Bonura, et al. [33] have studied the performance of the bi-functional catalyst Cu-ZnO-ZrO2 for CO2 hydrogenation reaction to DME and HZSM-5 zeolite for methanol synthesis. It was found that metal and metal oxide interface acid sites are crucial for methanol conversion to DME. The strong acidic character of the Cu-ZnO-ZrO2 catalyst is not favorable for DME production; on the other hand, the medium-weak acidity of HZSM-5 zeolite sites increases DME formation.  In another report, Bonura, et al. [34] reported the influence of various promoters on the catalytic activity of CuZn ferrierite towards DME conversion. It was found that the promoters Al, Ga, and Zr behave in a similar pattern. However, Ce and La promote the activity of CuZn ferrierite. The increase in the activation of the CO2 path occurs due to the balance of acid-base active sites in the catalyst rather than the metallic character. On the other hand, weak-medium acidity promotes DME conversion. Rate of DME synthesis with the function of weak-medium acid sites is depicted in Figure 15.

Figure 6 Displaying the DME synthesis rate as a function of acidic sites (weak and medium) [34]

The CuO-ZnO-Al2O3 catalyst has a metallic copper cluster that is active for WGS reaction and methanol synthesis. The formation of product is governed by Cu metal surface area, while ZnO maintains the activity of copper during the chemical reaction by exposing a higher number of active sites. On the other hand, Hadipour and Sohrabi [35]  found out that the excessive amount of ZnO in such kind of catalysts had a negative influence on the performance. The purpose of adding a trivalent metallic compound is to enhance the catalyst’s surface area and dispersion; however, it is found that a trivalent ion also inhibits the sintering of Cu particles under processing conditions. Moreover, the same authors further demonstrated that in contrast to ZnO, the CuO, and Al2O3 in excessive amounts promote the surface area and thus active sites in the catalyst.

Yang, et al. [36] presented zeolite catalyst Cr/ZnO-S-Z synthesized through a dual-layer approach in which bimetallic Cr/ZnO remains at the core while neutral silicate at the shell and H-type h-ZSM-5 zeolite at the interface. This layered structure enabled direct formation of DME at a higher temperature. It happend by reducing the formation of by-products (alkane/alkenes). The core shell can be seen in the Figure 16.

Figure 7 Core-shell assembly of Cr/ZnO-S-Z catalyst [36]

The particle size and dispersion of Cu in the Cu/Zn catalyst affect the WGS reaction. It can be controlled by preparation conditions, for instance, the corresponding molar ratio, calcination temperature, and the precursor type. It was found that a low Cu/Zn molar ratio favors WGS reaction. However, a higher Cu/Zn ratio activates the methanol synthesis reaction. It might be due to a better interaction of the two oxides, i.e. CuO and ZnO [37].

> _Extracted data_:
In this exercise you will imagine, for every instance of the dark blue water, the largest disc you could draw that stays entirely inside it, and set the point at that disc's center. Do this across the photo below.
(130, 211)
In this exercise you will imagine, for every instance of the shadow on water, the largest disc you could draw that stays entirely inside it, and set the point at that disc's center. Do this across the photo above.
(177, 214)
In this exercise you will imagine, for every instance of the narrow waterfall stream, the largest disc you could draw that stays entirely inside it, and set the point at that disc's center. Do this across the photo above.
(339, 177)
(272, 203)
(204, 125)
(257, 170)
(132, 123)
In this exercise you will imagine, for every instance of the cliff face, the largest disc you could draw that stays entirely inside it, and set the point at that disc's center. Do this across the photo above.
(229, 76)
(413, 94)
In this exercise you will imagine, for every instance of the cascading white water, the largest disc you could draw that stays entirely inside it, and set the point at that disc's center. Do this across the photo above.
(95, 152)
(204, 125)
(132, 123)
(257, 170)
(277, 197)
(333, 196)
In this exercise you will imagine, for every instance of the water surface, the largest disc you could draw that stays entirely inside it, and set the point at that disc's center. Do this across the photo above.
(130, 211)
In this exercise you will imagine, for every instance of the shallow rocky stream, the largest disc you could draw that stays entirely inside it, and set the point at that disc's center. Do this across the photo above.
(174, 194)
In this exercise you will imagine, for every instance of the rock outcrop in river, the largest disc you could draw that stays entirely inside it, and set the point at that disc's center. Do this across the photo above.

> _What to do_:
1. In the passage on DME catalysts, reproduce the text word for word, beginning at the words "Yang, et al." and stopping after "the Figure 16.".
2. According to the passage on DME catalysts, why is a trivalent metallic compound added to the CuO-ZnO-Al2O3 catalyst? Answer in one to three sentences.
3. In the passage on DME catalysts, which two promoters increase the activity of CuZn ferrierite?

> _Solutions for each task_:
1.
Yang, et al. [36] presented zeolite catalyst Cr/ZnO-S-Z synthesized through a dual-layer approach in which bimetallic Cr/ZnO remains at the core while neutral silicate at the shell and H-type h-ZSM-5 zeolite at the interface. This layered structure enabled direct formation of DME at a higher temperature. It happend by reducing the formation of by-products (alkane/alkenes). The core shell can be seen in the Figure 16.

2. The trivalent metallic compound is added to enhance the catalyst's surface area and dispersion. The trivalent ion was also found to inhibit the sintering of Cu particles under processing conditions.

3. Ce and La.